設定課題:
(1) 災害支援交流会の記事によると、当日の参加者数とスタッフ数はそれぞれ何名か。
(2) 災害支援交流会の記事を、最後の文の後から書き継いでください。

読解本文:

台風や地震などの災害時に力を合わせて復旧・復興に取り組むためには行政、社会福祉協議会、民間のボランティア組織などが情報を共有して被災地(被災者)のニーズに対応することが必要になります。そのとき役立つのが「情報共有会議」です。5年前の台風19号災害のときも「情報共有会議」が大きな役割を果たしました。被災地支援に取り組む諸団体の交流を毎年実施してきた長野市災害ボランティア委員会は1月25日、第6回長野市域災害支援ネットワーク大交流会を長野市篠ノ井交流センターで実施しました。テーマは「災害時の情報共有会議を体感! 支援を集めよう、つなげよう!」でした。台風災害の発生を想定し、「情報共有会議」で出されたニーズに応える支援活動をどのように進めたらよいか話し合いました。
2週間前に台風で被災し、2,350人が避難所生活
被害想定は、台風による千曲川左岸の決壊で長野市の篠ノ井、更北地区の一部1,366haが浸水し、浸水深は最大3mとしました。浸水エリアの世帯数は10,979世帯、人口2万6,865人に達しています。被災したのは1月11日(土)で、「情報共有会議」が開かれたのは2週間後の1月25日。12か所の指定避難所と5か所の福祉避難所が開設されており、そこで2,350人が避難生活をしているとの想定です。
(1月の台風は通常考えられませんが、台風による被災で開催日の2週間前の発災という設定にしました)

主催者は定員50名で参加者を募集しましたが、実施直前の駆け込み申し込みがあり、60名の参加とスタッフ20名での開催となりました。行政、社協、住民自治協議会、赤十字奉仕団、生協、ボランティアグループなどさまざまな組織の関係者とともに、個人参加が多かったのも特徴です。
会議のスタートにあたり、全員が所属団体と名前を簡単に伝えました。これは、どんな人が「情報共有会議」に参加しているかを「共有」するためであり、また会議のなかで発言しやすくするための工夫でした。


行政(長野市)から現状報告と協力要請
最初に長野市の危機管理防災課が現状を報告。ライフラインの現状やボランティアセンターの開設状況、物資輸送拠点の場所、各避難所の現状などを伝えました。
避難所は段ボールベッドや暖房器具は設置されたものの下水道の使用ができず、通常のトイレは使用不可です。福祉避難所が開設されていますが、本人や家族の意向から各避難所にも要配慮者がいる状況との説明でした。
2週間続く避難生活のなかで身体的・精神的に被災者の負担は増しており、災害関連死を防ぐためには行政だけでは行き届かない面があります。担当者はきめ細かな支援を必要としていることを伝え、ボランティアの力がますます重要となっていると呼びかけました。民間ボランティアの支援・協力への行政からの依頼でした。罹災証明の発行が始まっていることを住民に伝えることや災害ゴミの運搬への協力といった具体的な要請もありました。

記録情報:

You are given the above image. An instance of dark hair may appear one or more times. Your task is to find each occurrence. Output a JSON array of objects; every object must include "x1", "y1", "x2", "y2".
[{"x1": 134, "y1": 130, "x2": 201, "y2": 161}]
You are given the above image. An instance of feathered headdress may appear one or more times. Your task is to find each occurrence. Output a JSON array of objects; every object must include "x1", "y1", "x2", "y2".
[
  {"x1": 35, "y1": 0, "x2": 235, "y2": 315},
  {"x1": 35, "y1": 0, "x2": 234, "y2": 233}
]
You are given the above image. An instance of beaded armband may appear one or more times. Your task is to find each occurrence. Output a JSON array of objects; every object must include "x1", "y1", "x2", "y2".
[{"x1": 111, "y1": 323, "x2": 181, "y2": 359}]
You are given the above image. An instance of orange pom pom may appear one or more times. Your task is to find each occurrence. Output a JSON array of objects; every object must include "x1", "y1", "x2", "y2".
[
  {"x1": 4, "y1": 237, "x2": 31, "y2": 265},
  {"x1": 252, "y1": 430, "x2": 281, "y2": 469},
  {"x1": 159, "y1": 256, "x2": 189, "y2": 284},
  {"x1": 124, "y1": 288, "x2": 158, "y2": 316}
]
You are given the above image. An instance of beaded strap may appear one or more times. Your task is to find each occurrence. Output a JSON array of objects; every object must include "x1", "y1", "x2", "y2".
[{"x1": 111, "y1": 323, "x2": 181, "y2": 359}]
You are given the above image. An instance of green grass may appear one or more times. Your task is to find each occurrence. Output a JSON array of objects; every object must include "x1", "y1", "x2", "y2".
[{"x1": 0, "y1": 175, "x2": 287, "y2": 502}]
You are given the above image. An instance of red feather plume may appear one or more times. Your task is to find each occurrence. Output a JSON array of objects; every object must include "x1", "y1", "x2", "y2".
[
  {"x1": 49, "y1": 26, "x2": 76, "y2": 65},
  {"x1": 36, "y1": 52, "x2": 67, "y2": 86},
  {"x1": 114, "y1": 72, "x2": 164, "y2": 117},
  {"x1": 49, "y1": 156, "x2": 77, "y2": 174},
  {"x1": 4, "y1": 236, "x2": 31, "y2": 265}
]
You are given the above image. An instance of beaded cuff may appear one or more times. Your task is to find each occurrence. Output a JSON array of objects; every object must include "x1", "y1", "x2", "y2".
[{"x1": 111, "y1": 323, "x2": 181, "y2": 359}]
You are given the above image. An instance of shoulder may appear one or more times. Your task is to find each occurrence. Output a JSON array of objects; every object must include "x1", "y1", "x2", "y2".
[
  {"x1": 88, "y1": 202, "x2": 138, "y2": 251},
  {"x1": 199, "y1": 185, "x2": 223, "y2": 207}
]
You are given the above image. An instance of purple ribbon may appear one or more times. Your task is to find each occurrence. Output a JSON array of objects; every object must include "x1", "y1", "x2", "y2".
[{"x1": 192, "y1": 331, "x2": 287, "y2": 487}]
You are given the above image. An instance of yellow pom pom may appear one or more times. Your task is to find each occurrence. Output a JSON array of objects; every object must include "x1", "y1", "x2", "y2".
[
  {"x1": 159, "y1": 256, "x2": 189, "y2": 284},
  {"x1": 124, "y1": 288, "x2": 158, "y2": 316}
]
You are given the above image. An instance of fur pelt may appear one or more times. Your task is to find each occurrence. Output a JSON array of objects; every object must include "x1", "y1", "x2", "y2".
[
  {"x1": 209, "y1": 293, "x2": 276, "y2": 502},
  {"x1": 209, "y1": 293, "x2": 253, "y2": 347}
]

課題別解答:
(1) 参加者60名、スタッフ20名です。

(2)
行政の職員が行なう災害対策は多岐に渡っており、避難所の運営でも復旧活動でもボランティアの手が必要となります。「情報共有会議」は現時点での状況がどのようになっているかを民間ボランティアが知る上でも、行政と民間が連携する上でも重要な場となっています。被災住民に行政の情報が十分に届け切れていないことから、「罹災証明の発行について伝えて欲しい」という行政からの協力要請は、混乱している被災現場において重要な意味を持っています。
社協からは災害ボランティアセンター運営への協力要請
続いて長野市社会福祉協議会から災害ボランティアセンターの設置と運営の状況について報告がありました。更北地区、篠ノ井地区それぞれで活動するボランティアの人数や対応状況を説明。今後は1日500人、1,000人規模のボランティア活動になっていくことからボランティアセンターの運営スタッフが不足することが伝えられ、サポートする人の確保の協力要請がありました。ボランティアセンターの運営は社協の職員だけでは対応し切れず、5年前の災害対策でも多数のボランティアが運営を支えていました。
具体的には、各ボランティアセンターから各地の拠点に設置したサテライトへマイクロバスや大型車両で送迎するときのスタッフの要請でした。多数のボランティアを受け入れるためには送迎が不可欠で、そのときのドライバーが不足しています。また、災害廃棄物の搬出・運搬ニーズに対応するために軽トラックを提供し運転してくれるボランティアも必要です。この面での活動にも参加してほしいとのお願いがありました。
行政および社会福祉協議会と民間のボランティア団体とが連携する上で、情報共有は不可欠です。「情報共有会議」は行政・社協としての取り組み状況が公開され、民間ボランティアに何をしてほしいかを具体的に伝える場になっていました。
(このシナリオは、5年前の災害時に行なわれた状況を再現するような内容で展開していました)

参加者からも現状とニーズの報告
被災から2週間が経過し、支援活動をしているボランティアのみなさんからも自分たちがつかんでいる現状やニーズの発言がありました。どこにどんなニーズがあるかを出し合うことは、ボランティアグループ同士がつながり連携して解決に向かうことにつながります。被災者と関わるなかで感じた実態の報告で、現状とニーズがクローズアップされました。
Aさんの発言 食事の支援を
400名ほどが避難しており、子どもからお年寄りまでいる。乳幼児や障害を持っている方、外国人もいる。食事は朝と夕方は行政が手配した業者のお弁当が届き、昼はボランティアのみなさんのキッチンカーが対応している。
野菜が不足していて健康面が心配。トイレの場所が遠く、寒い時期でもあるので、なるべく水分を摂らないようにしている人が結構いるし、そのため便秘の人もいる。アレルギーの方で提供された物が食べれないという事態も生じている。避難所の食事の状況を改善したいので、アイデアとご支援をいただきたい。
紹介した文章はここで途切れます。